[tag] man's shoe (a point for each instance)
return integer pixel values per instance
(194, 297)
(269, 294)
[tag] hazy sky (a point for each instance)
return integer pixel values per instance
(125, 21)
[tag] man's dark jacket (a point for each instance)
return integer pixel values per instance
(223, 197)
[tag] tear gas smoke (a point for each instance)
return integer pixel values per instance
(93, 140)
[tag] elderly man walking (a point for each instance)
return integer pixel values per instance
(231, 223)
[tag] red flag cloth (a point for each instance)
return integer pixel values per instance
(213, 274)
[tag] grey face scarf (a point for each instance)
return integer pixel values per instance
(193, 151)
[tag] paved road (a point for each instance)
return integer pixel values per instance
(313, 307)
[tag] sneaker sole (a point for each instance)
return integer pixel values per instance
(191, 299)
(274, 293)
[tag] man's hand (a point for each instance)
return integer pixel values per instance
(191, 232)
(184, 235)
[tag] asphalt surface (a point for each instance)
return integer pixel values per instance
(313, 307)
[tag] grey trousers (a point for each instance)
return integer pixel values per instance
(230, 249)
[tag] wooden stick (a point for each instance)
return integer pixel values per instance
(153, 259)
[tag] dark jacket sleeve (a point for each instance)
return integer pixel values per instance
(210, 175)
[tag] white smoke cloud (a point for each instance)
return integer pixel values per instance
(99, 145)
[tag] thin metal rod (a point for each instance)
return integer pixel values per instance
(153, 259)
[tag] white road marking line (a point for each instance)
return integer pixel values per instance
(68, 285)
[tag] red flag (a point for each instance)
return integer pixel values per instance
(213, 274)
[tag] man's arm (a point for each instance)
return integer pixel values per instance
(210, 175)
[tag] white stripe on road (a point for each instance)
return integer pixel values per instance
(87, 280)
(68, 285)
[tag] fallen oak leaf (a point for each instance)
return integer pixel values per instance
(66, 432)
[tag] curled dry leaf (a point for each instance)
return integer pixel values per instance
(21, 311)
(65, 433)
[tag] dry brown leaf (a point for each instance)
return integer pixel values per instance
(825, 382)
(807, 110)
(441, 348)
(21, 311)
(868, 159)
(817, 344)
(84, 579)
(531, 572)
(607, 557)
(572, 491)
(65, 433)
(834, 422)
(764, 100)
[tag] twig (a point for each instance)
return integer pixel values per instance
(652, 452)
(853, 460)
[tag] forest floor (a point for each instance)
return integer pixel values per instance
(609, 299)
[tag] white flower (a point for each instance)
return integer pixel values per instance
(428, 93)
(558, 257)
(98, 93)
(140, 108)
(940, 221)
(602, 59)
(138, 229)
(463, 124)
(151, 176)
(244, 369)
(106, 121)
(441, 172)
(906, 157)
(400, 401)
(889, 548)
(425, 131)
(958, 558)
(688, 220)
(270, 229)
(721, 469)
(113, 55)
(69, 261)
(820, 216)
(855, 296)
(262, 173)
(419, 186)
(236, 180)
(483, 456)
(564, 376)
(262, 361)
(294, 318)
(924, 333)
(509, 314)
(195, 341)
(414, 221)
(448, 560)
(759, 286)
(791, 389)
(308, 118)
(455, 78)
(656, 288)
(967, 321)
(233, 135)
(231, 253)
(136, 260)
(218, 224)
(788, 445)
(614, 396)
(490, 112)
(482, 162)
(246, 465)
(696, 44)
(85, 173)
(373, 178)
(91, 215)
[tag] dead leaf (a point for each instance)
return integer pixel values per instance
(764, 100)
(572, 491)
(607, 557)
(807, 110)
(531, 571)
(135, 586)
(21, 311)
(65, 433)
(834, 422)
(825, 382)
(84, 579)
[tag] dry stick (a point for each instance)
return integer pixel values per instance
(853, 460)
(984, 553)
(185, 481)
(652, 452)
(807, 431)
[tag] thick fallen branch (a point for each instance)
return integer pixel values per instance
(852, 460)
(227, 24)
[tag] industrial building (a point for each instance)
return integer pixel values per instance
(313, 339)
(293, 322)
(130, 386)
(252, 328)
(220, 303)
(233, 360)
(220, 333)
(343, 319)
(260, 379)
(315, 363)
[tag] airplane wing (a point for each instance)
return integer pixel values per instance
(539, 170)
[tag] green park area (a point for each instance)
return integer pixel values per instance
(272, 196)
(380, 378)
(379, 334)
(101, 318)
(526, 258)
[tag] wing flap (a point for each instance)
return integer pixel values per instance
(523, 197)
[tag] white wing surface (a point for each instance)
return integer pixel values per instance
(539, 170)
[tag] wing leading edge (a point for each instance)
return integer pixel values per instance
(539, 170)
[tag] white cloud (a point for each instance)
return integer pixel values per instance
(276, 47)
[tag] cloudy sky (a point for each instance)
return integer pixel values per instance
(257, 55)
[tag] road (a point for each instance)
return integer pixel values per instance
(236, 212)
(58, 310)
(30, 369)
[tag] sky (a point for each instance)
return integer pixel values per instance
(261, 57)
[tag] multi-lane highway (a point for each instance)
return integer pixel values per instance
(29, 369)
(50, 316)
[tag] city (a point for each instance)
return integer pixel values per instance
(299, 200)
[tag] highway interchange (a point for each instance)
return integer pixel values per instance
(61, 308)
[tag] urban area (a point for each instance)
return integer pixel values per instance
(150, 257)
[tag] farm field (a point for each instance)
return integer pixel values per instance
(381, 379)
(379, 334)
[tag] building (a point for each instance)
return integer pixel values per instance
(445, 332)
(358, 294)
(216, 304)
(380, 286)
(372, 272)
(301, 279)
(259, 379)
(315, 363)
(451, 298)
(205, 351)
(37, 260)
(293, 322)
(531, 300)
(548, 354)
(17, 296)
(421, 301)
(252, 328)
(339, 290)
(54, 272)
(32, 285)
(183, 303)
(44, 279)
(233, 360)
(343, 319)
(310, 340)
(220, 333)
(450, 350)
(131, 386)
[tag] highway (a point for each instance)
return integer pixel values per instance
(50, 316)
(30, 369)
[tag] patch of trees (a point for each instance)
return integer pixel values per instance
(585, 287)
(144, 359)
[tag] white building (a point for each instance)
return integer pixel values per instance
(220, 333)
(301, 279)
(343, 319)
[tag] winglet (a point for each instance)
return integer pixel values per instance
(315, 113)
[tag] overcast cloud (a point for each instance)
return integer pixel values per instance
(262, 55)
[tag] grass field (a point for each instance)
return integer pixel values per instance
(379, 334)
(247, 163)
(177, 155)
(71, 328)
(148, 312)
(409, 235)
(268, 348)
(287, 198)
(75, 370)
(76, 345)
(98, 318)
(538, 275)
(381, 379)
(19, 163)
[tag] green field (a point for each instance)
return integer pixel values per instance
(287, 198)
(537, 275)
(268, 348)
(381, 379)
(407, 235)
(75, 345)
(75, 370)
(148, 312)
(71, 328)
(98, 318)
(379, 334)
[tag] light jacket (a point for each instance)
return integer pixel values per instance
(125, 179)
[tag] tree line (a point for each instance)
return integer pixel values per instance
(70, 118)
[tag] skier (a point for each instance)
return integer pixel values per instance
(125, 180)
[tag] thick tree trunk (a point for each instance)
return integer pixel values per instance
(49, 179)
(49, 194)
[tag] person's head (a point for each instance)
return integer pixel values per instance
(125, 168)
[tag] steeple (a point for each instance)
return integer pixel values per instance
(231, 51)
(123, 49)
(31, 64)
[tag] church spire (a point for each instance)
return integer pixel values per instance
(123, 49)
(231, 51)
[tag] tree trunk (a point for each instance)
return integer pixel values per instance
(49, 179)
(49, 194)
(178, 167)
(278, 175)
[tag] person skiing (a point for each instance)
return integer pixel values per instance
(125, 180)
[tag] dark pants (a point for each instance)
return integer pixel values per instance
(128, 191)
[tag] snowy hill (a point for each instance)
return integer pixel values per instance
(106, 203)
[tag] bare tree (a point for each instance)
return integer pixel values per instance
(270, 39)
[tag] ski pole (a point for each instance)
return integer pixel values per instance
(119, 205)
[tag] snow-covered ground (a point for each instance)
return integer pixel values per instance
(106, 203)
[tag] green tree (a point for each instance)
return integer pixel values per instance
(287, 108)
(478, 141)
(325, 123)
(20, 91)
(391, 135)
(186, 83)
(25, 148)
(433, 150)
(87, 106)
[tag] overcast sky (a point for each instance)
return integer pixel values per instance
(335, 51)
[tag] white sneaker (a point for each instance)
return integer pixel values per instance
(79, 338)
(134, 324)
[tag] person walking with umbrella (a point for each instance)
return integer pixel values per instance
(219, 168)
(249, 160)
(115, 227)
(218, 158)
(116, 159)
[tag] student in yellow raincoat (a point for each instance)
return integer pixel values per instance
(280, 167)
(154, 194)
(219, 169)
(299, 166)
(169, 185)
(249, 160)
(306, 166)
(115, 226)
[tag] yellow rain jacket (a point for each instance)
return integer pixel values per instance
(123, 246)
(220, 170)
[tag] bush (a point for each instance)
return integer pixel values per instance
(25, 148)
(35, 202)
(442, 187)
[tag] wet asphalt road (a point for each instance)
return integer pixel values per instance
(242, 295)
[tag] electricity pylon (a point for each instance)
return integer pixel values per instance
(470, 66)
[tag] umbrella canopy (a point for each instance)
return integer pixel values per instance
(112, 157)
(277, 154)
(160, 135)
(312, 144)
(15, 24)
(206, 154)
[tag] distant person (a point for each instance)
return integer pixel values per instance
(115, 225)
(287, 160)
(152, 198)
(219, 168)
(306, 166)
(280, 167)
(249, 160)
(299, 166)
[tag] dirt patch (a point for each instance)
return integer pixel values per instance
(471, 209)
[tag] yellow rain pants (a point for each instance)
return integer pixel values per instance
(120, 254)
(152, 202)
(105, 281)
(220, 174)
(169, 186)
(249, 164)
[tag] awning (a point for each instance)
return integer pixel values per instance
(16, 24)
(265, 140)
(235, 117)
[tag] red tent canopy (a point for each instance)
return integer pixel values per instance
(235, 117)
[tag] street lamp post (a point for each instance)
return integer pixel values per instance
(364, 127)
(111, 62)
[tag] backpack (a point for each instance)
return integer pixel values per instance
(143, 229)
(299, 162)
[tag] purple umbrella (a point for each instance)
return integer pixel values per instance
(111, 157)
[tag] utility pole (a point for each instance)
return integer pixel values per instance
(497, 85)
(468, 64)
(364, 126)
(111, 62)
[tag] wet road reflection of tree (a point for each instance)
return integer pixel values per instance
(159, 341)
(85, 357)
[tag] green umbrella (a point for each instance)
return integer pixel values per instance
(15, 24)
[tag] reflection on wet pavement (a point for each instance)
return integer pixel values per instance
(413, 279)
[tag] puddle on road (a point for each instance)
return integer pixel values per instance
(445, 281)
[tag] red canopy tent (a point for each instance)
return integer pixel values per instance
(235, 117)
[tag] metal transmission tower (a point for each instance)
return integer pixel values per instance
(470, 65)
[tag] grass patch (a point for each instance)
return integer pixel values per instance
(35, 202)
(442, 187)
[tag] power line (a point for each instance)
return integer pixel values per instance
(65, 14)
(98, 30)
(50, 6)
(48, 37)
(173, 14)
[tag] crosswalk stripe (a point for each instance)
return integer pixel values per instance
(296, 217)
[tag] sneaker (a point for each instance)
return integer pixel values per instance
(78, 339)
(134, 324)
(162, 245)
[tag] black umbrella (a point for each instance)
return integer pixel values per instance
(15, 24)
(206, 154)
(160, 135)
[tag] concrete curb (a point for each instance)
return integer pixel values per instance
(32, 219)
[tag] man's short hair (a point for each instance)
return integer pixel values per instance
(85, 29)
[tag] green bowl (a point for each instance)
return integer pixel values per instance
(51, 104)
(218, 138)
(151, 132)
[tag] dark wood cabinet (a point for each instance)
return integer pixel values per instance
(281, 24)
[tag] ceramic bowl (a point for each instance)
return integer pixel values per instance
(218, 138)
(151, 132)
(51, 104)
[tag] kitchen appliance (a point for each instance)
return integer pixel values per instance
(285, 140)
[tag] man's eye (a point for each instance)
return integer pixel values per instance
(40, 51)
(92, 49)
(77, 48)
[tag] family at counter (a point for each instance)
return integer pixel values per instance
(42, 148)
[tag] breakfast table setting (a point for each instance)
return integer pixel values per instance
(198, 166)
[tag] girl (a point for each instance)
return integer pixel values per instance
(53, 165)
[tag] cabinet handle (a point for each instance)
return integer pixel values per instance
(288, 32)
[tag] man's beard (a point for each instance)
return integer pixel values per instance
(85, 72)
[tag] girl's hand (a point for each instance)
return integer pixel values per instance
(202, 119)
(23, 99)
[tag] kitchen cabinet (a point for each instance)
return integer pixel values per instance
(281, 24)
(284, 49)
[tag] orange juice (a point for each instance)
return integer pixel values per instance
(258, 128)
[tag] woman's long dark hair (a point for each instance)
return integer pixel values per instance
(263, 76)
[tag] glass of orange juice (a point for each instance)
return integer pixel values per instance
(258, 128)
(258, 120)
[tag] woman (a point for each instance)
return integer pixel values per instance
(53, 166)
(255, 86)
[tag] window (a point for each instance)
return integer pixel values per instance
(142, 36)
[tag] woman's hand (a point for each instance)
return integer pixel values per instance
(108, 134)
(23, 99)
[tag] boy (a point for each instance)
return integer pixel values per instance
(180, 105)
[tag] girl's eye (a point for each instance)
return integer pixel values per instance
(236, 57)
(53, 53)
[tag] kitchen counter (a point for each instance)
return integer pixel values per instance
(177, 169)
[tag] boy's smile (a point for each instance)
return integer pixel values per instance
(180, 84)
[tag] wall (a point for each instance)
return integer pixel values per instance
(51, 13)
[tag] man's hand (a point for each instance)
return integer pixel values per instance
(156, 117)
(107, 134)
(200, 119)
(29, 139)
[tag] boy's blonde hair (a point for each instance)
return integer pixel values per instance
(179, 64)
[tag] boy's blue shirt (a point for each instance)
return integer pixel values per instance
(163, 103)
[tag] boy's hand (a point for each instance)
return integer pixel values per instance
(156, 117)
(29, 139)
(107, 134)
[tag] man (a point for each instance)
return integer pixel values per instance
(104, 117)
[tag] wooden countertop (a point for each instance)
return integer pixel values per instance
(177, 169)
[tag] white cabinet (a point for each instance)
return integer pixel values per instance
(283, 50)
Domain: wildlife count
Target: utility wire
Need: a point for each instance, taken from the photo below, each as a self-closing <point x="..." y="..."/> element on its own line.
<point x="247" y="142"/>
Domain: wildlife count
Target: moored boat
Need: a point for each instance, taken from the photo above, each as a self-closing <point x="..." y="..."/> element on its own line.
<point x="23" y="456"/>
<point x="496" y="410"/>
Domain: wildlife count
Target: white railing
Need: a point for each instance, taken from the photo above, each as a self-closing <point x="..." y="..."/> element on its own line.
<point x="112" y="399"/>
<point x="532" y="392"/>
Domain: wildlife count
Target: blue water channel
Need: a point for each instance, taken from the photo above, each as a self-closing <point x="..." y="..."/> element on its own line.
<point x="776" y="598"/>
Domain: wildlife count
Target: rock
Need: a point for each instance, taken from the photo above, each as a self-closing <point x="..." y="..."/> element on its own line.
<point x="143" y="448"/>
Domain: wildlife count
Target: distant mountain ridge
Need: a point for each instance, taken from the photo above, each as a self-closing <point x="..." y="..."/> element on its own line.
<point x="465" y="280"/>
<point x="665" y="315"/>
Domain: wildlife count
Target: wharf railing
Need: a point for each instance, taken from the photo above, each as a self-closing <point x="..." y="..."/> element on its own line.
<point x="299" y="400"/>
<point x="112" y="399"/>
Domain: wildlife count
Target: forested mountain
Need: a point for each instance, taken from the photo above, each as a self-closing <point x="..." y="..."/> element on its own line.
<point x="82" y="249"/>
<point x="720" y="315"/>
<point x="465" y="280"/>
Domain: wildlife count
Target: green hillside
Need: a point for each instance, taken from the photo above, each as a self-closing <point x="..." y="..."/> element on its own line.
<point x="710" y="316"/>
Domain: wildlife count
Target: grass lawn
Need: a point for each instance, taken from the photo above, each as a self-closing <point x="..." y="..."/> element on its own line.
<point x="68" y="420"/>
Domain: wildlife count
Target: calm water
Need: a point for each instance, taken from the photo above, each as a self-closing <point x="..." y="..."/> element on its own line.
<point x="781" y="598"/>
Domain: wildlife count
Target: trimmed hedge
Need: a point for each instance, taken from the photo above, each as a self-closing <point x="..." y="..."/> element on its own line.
+-------+
§ **REQUIRED ACTION**: Among the records above, extract exactly the lines from the line with "[tag] highway interchange" to the line with "[tag] building (a point for each instance)", both lines included, and leave out the rest.

§ **TASK SOLUTION**:
[tag] highway interchange (a point for each instance)
return integer pixel values per instance
(61, 308)
[tag] urban area (a point for each instance)
return integer pixel values per instance
(150, 257)
[tag] farm field (a point for each instance)
return integer pixel values per instance
(381, 379)
(379, 334)
[tag] building (a point for each instance)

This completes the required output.